• Written exercise: Copy out every line of the data below word for word, leaving out the pictures.

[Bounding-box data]
---
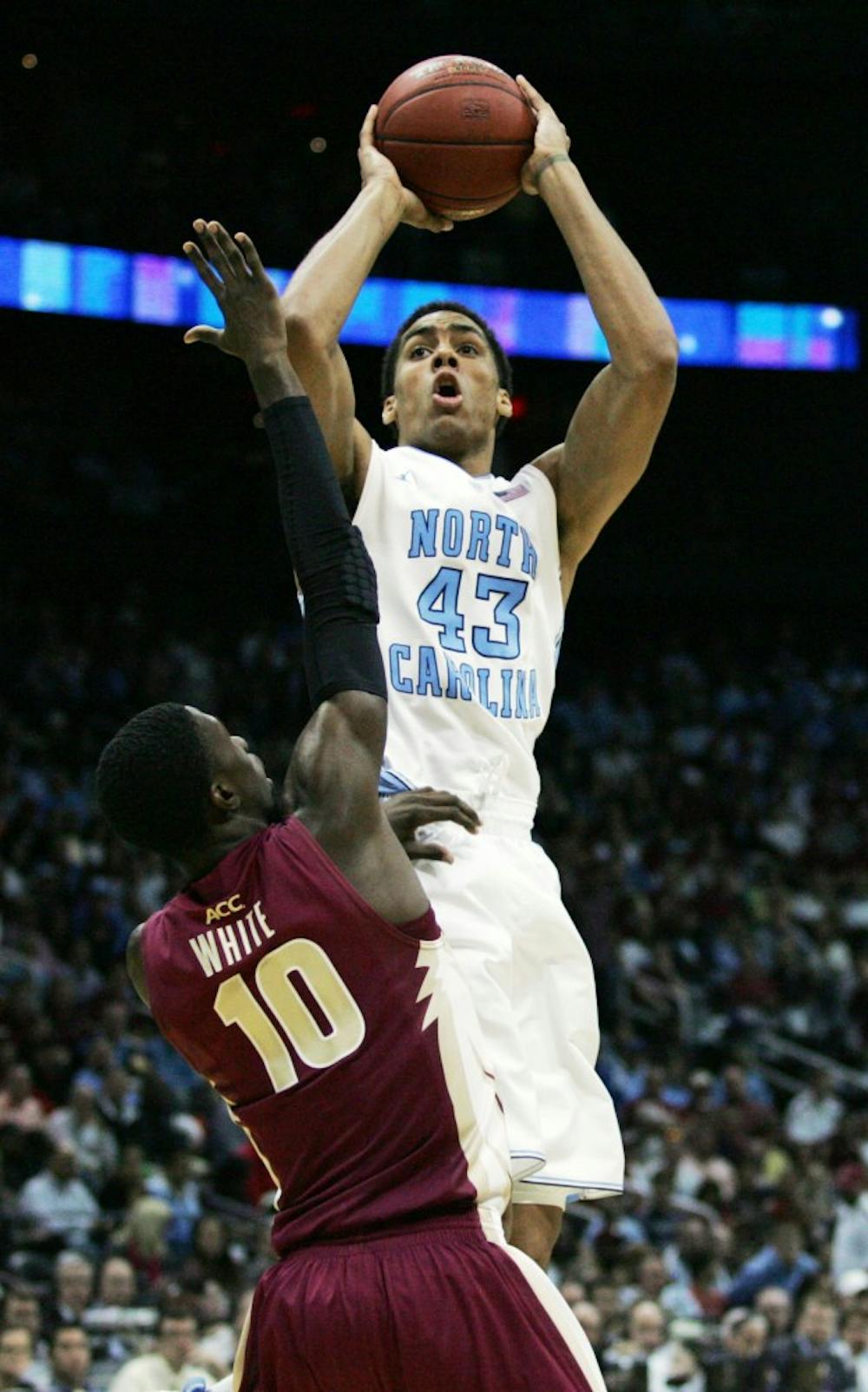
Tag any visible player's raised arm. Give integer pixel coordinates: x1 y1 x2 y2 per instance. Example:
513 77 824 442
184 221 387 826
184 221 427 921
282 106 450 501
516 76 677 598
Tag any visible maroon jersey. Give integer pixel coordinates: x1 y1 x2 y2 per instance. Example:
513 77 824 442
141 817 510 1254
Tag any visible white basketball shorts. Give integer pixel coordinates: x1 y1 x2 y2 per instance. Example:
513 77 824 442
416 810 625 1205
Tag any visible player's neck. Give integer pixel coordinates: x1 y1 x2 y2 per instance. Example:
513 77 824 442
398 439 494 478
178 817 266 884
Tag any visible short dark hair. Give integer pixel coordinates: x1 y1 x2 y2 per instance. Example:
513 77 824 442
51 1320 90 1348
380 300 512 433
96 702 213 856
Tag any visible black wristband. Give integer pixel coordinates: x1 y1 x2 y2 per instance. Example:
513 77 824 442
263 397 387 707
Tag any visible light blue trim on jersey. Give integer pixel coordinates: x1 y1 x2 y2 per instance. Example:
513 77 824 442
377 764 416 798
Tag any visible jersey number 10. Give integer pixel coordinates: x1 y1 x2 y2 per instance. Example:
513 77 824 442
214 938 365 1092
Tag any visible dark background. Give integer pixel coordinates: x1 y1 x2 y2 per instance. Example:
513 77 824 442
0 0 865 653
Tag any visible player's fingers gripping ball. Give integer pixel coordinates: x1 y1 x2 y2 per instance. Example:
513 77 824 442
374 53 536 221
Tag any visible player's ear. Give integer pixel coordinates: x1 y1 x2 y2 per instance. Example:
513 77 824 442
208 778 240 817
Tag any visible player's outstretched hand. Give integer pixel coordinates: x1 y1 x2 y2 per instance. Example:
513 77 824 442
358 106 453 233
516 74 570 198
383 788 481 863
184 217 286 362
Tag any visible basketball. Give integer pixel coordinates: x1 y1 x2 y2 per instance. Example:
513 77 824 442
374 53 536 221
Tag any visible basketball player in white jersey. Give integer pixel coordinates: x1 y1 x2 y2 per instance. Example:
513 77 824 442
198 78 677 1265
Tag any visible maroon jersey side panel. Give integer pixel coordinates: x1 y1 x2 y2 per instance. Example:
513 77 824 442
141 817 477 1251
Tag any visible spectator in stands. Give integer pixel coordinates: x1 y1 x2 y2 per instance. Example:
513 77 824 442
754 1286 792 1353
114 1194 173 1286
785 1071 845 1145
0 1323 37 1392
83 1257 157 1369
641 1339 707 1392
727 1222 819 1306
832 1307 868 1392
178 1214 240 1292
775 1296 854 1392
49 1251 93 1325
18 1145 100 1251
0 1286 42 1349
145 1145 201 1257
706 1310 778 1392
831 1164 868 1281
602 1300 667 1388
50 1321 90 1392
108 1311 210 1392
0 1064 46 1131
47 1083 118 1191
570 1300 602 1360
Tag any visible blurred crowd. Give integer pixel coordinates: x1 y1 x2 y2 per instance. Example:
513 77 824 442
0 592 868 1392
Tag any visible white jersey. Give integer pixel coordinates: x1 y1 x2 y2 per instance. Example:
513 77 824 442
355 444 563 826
---
• Written response:
Tag any visible player's raised arm. Give integer pixel coordinates: x1 y1 x2 y2 per instance. Example:
513 77 824 442
184 221 387 826
184 221 427 921
282 106 450 501
516 76 677 598
Tag any visible maroon jersey. Give integer pixel coordinates: x1 y1 x2 y2 per instance. Example:
513 77 824 442
141 817 510 1254
Tag any visible white basketball shorts. Give integer pixel coordinates: x1 y1 x2 y2 per instance. Example:
513 77 824 442
416 810 625 1205
Tag any visible player's neck. Give integer pixel coordinates: x1 y1 x2 y2 per instance. Example:
513 77 824 442
398 439 494 478
178 817 266 884
Tag any visible short dark hair. Give integer pixel coordinates: x1 y1 x2 y2 per instance. Example:
513 77 824 442
51 1320 90 1348
380 300 512 433
96 702 213 856
Tag any visible black wristband. Give integer pixel coordinates: x1 y1 x2 y2 per instance. Example:
513 77 824 442
263 397 387 707
Tag any visible light blue trim on jersey. Give integer pixel coordinates: x1 y1 x2 y2 per instance. Example:
513 77 824 442
377 764 416 798
Tag any visible jersey number 10. Give integer pixel coordinates: x1 y1 x2 y2 per instance. Example:
513 77 824 442
214 938 365 1092
Tag any visible dark background. Give integer pixel coordinates: x1 y1 x2 y2 per instance. Example:
513 77 824 442
0 0 865 653
Tag any visible player's fingers gripping ball. Give integer pixel coordinates: x1 y1 x2 y2 per instance. Example:
513 77 824 442
374 53 536 221
Tag any visible player's ear. Give integer pixel coordinates: x1 y1 x2 y2 per instance. Example:
513 77 824 442
208 778 240 817
Tag any visible player's outstretched hand. Give integer pixel coordinates: x1 y1 x2 y2 per instance. Example:
513 77 824 442
358 106 453 233
516 74 570 198
383 788 481 863
184 217 286 362
Tag any visible basketball. Give integer pixel coordinates: x1 y1 x2 y2 per instance. Example:
513 77 824 442
374 53 536 221
Tag any visible basketball player in white jersey. Give integer pixel coordinates: x1 y1 x2 y2 per instance. Example:
513 77 824 442
198 78 677 1265
Tag any visible maroon jersey side panel. Give integer pixel coordinates: x1 y1 x2 y2 per instance. Example:
513 77 824 442
141 817 477 1251
Tag any visible spectator in stands. Give integer pixel coordinates: x1 y1 x2 y2 per instance. Example:
513 77 824 442
754 1286 792 1353
114 1194 173 1286
785 1071 845 1145
0 1323 37 1392
83 1257 157 1369
641 1339 707 1392
727 1222 819 1306
832 1307 868 1392
178 1214 240 1292
775 1296 854 1392
49 1251 93 1325
18 1145 100 1251
0 1286 42 1349
145 1145 201 1257
706 1310 778 1392
831 1164 868 1281
602 1300 667 1388
50 1321 90 1392
108 1311 210 1392
0 1064 46 1131
47 1083 118 1191
570 1300 602 1360
Tag any visible blurred crowd. Give integer pixel coordinates: x1 y1 x2 y2 per instance. Example:
513 77 824 442
0 592 868 1392
Tag any visible white jersey. Give integer pixel coordinates: x1 y1 x2 y2 per instance. Example:
513 77 824 442
355 444 563 826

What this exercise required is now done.